READING TEXT:
───
10 March 2016

Canva!


Low hanging fruit

Today's Brave Blogging prompt - actually this was from a few days ago - I'm a little behind - is: "In the spirit of getting some words on the page, let's go for the low hanging fruit.
What can you share that you know like the back of your hand? What story have you told over and over? Or what's current for you? What's sonething that just happened or has been capturing your imagination?"

What do I know like the back of my hand? My daughter, but I have another blog for that so I'm not going to go into that here.

The current thing in my life is my desire to get back into running and find myself again. I look back to my life in 2009 when it was all running, all the time. I can still remember my best run, one August night after work when I just felt AWESOME and ran 10 miles. I remember being on the bike path and counting my miles via the mile markers. I'd get to a point and calculate how many miles I will have run if I turn around, and then go a little farther. It was such a great moment, one I wish I could regain.
───
GIVEN ENTRIES:
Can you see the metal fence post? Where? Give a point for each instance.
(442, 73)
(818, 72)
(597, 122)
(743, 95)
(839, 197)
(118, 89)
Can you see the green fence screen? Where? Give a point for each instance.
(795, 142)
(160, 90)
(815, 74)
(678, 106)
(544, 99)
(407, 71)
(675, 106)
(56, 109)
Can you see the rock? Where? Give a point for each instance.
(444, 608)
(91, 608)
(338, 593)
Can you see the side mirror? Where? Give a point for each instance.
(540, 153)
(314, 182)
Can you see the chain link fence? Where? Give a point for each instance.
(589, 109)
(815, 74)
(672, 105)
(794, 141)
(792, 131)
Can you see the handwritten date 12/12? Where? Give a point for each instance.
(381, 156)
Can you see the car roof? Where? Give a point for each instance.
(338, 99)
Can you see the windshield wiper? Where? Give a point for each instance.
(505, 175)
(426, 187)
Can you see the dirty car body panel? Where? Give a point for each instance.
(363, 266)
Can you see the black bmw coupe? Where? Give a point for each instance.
───
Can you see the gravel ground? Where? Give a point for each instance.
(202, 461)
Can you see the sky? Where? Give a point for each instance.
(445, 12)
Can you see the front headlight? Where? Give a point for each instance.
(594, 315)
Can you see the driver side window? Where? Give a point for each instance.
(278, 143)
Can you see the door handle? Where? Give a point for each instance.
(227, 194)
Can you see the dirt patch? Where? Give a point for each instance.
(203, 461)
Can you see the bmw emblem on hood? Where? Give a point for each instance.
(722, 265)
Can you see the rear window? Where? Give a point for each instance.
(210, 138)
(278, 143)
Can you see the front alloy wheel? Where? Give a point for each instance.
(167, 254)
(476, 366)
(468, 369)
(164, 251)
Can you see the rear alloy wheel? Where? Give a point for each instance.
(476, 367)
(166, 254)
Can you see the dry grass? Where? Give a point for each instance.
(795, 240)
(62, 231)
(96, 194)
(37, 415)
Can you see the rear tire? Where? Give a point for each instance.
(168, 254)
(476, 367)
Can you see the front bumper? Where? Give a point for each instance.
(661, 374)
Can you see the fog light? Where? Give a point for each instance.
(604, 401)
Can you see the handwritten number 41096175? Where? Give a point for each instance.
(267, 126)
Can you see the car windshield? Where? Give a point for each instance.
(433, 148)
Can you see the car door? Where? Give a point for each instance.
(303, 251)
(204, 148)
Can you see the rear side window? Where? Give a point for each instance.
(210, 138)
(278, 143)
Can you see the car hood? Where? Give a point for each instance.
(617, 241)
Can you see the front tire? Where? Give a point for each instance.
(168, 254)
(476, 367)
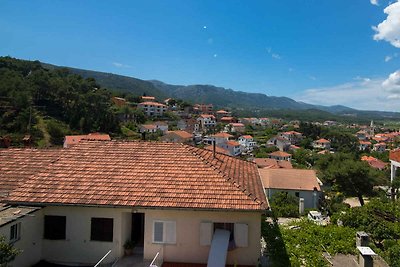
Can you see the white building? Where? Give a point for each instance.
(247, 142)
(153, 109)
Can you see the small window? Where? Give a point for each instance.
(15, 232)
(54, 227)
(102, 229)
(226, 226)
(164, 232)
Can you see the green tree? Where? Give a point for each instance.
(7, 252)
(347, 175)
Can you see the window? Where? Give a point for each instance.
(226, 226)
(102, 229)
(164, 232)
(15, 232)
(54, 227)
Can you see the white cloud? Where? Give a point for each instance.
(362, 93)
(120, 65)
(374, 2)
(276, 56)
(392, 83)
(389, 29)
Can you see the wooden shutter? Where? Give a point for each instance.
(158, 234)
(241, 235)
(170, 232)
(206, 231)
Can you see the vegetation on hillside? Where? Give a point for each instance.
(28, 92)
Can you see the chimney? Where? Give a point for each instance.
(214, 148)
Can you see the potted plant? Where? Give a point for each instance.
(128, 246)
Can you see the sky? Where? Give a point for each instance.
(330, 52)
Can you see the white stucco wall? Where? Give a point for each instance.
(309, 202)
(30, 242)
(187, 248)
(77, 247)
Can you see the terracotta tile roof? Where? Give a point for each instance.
───
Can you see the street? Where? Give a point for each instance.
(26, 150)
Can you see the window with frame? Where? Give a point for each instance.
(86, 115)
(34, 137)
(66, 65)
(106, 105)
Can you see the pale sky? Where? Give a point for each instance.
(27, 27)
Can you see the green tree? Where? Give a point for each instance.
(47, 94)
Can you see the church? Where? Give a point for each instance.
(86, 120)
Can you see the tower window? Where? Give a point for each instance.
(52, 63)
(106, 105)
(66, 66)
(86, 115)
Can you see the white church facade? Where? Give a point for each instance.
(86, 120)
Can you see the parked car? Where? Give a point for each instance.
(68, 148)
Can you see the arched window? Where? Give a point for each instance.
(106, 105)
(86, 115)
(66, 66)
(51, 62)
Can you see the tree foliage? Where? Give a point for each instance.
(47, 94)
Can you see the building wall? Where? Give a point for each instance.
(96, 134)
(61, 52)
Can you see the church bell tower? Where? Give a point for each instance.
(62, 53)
───
AIM:
Repeat the blog post on getting back into running word for word, from "Today's Brave Blogging" to "low hanging fruit.".

SOLUTION BELOW:
Today's Brave Blogging prompt - actually this was from a few days ago - I'm a little behind - is: "In the spirit of getting some words on the page, let's go for the low hanging fruit.